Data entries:
Content starts
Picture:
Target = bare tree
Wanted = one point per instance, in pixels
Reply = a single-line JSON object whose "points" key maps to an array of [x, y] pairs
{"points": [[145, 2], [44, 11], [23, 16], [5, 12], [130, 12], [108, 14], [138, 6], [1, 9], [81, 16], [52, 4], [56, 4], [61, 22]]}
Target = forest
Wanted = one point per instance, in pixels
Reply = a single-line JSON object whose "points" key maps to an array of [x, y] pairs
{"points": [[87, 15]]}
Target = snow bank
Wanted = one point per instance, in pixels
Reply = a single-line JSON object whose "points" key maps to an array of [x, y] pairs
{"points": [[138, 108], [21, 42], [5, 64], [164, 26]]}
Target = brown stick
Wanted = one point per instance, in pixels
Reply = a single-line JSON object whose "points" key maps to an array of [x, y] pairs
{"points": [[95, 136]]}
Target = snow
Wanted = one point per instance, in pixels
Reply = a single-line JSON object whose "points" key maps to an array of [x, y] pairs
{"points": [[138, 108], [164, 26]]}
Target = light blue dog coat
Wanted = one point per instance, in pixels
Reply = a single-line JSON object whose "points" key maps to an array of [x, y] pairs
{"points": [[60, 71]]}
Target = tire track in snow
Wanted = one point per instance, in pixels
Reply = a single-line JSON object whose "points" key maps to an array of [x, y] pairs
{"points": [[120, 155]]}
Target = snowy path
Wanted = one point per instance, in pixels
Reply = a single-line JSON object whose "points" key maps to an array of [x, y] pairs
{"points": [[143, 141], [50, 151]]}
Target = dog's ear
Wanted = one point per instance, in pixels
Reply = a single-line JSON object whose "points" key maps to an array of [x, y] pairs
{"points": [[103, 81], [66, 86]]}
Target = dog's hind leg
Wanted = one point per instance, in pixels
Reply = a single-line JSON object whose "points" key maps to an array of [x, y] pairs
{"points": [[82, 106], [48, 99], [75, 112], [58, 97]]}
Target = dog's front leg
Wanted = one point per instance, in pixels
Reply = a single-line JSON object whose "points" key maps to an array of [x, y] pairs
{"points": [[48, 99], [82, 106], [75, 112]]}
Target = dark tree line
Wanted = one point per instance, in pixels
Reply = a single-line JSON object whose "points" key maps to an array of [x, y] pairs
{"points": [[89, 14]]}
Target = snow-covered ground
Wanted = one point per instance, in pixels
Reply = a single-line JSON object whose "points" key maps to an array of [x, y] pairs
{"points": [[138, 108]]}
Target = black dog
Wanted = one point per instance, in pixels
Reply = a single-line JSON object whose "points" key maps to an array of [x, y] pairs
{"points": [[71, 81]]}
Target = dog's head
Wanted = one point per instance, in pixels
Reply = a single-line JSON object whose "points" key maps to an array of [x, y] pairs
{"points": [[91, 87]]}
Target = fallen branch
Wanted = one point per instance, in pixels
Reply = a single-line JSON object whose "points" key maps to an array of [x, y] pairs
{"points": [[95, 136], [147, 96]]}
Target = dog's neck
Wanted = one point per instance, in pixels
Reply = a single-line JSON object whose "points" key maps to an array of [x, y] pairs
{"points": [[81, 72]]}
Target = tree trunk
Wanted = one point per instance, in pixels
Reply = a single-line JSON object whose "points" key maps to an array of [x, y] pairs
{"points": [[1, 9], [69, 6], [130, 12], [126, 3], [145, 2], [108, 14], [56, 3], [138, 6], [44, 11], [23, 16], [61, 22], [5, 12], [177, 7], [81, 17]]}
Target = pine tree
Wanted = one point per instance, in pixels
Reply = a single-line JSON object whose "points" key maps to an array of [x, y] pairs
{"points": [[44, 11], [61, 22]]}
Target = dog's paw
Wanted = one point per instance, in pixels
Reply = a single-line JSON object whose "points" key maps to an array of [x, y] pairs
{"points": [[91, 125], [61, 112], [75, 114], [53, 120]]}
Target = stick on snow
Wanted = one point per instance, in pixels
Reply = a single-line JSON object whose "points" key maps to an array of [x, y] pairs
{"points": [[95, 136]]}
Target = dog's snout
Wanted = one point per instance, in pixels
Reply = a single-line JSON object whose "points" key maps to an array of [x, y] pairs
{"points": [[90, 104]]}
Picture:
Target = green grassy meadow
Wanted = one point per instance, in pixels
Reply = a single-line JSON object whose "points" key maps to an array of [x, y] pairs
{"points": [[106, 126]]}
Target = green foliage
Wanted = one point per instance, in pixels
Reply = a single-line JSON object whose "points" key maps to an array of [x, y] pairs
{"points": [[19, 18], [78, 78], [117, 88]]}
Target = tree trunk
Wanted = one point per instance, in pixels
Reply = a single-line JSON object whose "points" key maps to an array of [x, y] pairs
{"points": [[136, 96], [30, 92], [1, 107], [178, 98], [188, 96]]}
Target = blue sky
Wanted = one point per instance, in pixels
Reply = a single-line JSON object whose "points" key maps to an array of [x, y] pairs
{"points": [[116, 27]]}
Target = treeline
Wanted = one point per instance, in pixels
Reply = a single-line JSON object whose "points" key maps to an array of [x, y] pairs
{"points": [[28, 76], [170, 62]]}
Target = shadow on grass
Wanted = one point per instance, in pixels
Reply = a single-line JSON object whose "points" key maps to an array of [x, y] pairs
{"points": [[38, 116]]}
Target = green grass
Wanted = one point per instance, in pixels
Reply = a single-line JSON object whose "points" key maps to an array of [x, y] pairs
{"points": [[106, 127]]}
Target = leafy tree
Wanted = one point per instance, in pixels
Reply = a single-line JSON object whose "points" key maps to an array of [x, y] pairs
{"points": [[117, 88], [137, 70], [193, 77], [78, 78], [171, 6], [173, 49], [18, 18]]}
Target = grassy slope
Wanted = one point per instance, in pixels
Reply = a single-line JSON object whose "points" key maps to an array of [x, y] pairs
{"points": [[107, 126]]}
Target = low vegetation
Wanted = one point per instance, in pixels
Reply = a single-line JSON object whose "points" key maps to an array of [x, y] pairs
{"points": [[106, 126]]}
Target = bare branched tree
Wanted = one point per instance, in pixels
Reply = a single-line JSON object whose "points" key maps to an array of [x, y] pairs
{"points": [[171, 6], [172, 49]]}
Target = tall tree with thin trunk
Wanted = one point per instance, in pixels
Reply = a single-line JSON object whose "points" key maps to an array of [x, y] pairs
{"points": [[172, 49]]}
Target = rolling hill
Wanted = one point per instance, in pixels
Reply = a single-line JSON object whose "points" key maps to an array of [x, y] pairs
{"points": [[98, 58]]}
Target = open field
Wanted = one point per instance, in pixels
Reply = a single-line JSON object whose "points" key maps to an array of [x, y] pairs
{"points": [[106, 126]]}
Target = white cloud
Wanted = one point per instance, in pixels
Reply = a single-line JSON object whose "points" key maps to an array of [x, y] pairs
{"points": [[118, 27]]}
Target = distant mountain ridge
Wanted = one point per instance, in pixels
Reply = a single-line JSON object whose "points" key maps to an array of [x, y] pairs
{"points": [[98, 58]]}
Content ends
#### YOUR OBJECTIVE
Repeat all of the records, letter for letter.

#### ANSWER TO THIS EXERCISE
Picture:
Target = bare tree
Wanted = one point per instance, in pixels
Reply = a single-line JSON object whose "points" key maps to an array of [x, y] pairs
{"points": [[145, 2], [44, 11], [23, 16], [5, 12], [130, 12], [108, 14], [138, 6], [1, 9], [81, 16], [52, 4], [56, 4], [61, 22]]}
Target = forest
Wanted = one point per instance, in pixels
Reply = a single-line JSON object whose "points" key maps to an array of [x, y] pairs
{"points": [[87, 15]]}
Target = snow bank
Wanted = one point per instance, in pixels
Reply = a single-line JSON object whose "points" key maps to an array of [x, y] pairs
{"points": [[138, 108], [21, 42], [5, 64], [164, 26]]}
Target = brown stick
Wanted = one point per instance, in pixels
Reply = a single-line JSON object whose "points" key maps to an array of [x, y] pairs
{"points": [[95, 136]]}
Target = snow
Wanted = one point per instance, in pixels
Reply = a single-line JSON object whose "points" key maps to an array of [x, y] pairs
{"points": [[138, 108], [164, 26]]}
Target = light blue dog coat
Wanted = one point per instance, in pixels
Reply = a single-line JSON object whose "points" key maps to an array of [x, y] pairs
{"points": [[60, 71]]}
Target = tire track in snow
Wanted = one point per instance, in pixels
Reply = a single-line JSON object whose "points" key maps to an array of [x, y] pairs
{"points": [[120, 155]]}
Target = snowy path
Wanted = one point per instance, in pixels
Reply = a single-line JSON object whose "points" key maps to an array of [x, y] pairs
{"points": [[143, 141], [50, 151]]}
Target = dog's ear
Wanted = one point per instance, in pixels
Reply = a single-line JSON object whose "points" key maps to an array of [x, y] pairs
{"points": [[103, 81], [66, 86]]}
Target = dog's hind leg
Wanted = one point per instance, in pixels
Reply = a single-line JSON object whose "points" key maps to an array of [x, y] pairs
{"points": [[82, 106], [48, 99], [75, 112], [58, 97]]}
Target = dog's front leg
Wanted = one point per instance, in pixels
Reply = a single-line JSON object whose "points" key maps to an array of [x, y] pairs
{"points": [[48, 99], [82, 106], [75, 112]]}
Target = dark tree line
Wanted = one point per instance, in pixels
Reply = a single-line JSON object whose "points" key maps to an array of [x, y] pairs
{"points": [[89, 14]]}
Target = snow-covered ground
Wanted = one point per instance, in pixels
Reply = a single-line JSON object whose "points" key maps to an array of [x, y] pairs
{"points": [[138, 108]]}
Target = black dog
Wanted = one point per instance, in pixels
Reply = a single-line JSON object whose "points" key maps to an array of [x, y] pairs
{"points": [[71, 81]]}
Target = dog's head
Wanted = one point per instance, in pixels
Reply = a single-line JSON object whose "points" key maps to an array of [x, y] pairs
{"points": [[91, 87]]}
Target = fallen branch
Wanted = one point per instance, in pixels
Reply = a single-line JSON object whose "points" key maps to an array of [x, y] pairs
{"points": [[95, 136], [147, 96]]}
Target = dog's neck
Wanted = one point per instance, in pixels
Reply = a single-line JSON object whose "points" key maps to an array of [x, y] pairs
{"points": [[81, 72]]}
Target = tree trunk
Wanted = one point per instance, in pixels
Reply = a single-line JSON object whose "points" key maps to an array of [x, y] pairs
{"points": [[1, 9], [69, 6], [130, 12], [126, 3], [145, 2], [108, 14], [56, 3], [138, 6], [44, 11], [23, 16], [61, 22], [5, 12], [177, 7], [81, 17]]}
Target = pine tree
Wanted = one point per instance, in pixels
Reply = a single-line JSON object whose "points" key maps to an array of [x, y] pairs
{"points": [[44, 11], [61, 22]]}
Target = dog's paw
Wanted = one point per instance, in pixels
Reply = a single-line JSON object whose "points" key maps to an array of [x, y] pairs
{"points": [[91, 125], [61, 112], [75, 114], [53, 120]]}
Target = stick on snow
Wanted = one point per instance, in pixels
Reply = a single-line JSON object whose "points" key maps to an array of [x, y] pairs
{"points": [[95, 136]]}
Target = dog's snout
Wanted = one point per instance, in pixels
Reply = a single-line JSON object whose "points" key maps to an array of [x, y] pairs
{"points": [[90, 104]]}
Picture:
Target = green grassy meadow
Wanted = one point per instance, in pixels
Reply = a single-line JSON object whose "points" key maps to an array of [x, y] pairs
{"points": [[106, 126]]}
Target = green foliage
Wanted = one point per instance, in pixels
Reply = a single-line JSON object whose "points" key maps to an array of [x, y] pairs
{"points": [[19, 18], [78, 78], [117, 88]]}
Target = tree trunk
Wanted = one point per instance, in pixels
Reply = a single-line JSON object whose "points" key maps to an array of [x, y] pairs
{"points": [[136, 96], [30, 92], [1, 107], [178, 98], [188, 96]]}
Target = blue sky
Wanted = one point per instance, in pixels
Reply = a single-line JSON object whose "points" key maps to an array of [x, y] pairs
{"points": [[116, 27]]}
Target = treeline
Wanted = one point per instance, in pixels
Reply = a single-line JSON object whose "points" key maps to an array of [x, y] pairs
{"points": [[28, 76], [170, 62]]}
Target = shadow on grass
Wanted = one point per instance, in pixels
Reply = a single-line JSON object whose "points" key maps to an array of [x, y] pairs
{"points": [[38, 116]]}
Target = green grass
Wanted = one point per instance, in pixels
Reply = a single-line JSON object whose "points" key maps to an array of [x, y] pairs
{"points": [[106, 127]]}
Target = leafy tree
Wanted = one point per instance, in pixels
Reply = a single-line JSON object whose "points" key maps to an array of [x, y] pairs
{"points": [[117, 88], [137, 70], [193, 77], [78, 78], [171, 6], [173, 49], [18, 18]]}
Target = grassy slope
Wanted = one point per instance, in pixels
Reply = a single-line JSON object whose "points" key maps to an array of [x, y] pairs
{"points": [[107, 126]]}
Target = low vegetation
Wanted = one point per instance, in pixels
Reply = a single-line JSON object whose "points" key maps to an array of [x, y] pairs
{"points": [[106, 126]]}
Target = bare branched tree
Wanted = one point per instance, in pixels
Reply = a single-line JSON object whose "points" key maps to an array of [x, y] pairs
{"points": [[171, 6], [172, 49]]}
Target = tall tree with thin trunk
Wanted = one point per instance, in pixels
Reply = a single-line JSON object whose "points" key maps to an array of [x, y] pairs
{"points": [[172, 49]]}
Target = rolling hill
Wanted = one point per instance, in pixels
Reply = a single-line JSON object whose "points" key maps to an array of [x, y] pairs
{"points": [[98, 58]]}
Target = open field
Wanted = one point per instance, in pixels
Reply = a single-line JSON object whose "points" key maps to an array of [x, y] pairs
{"points": [[106, 126]]}
Target = white cloud
Wanted = one point per instance, in pixels
Reply = a single-line JSON object whose "points" key maps to an array of [x, y] pairs
{"points": [[118, 27]]}
Target = distant mountain ridge
Wanted = one point per instance, in pixels
Reply = a single-line JSON object whose "points" key maps to an array of [x, y] pairs
{"points": [[98, 58]]}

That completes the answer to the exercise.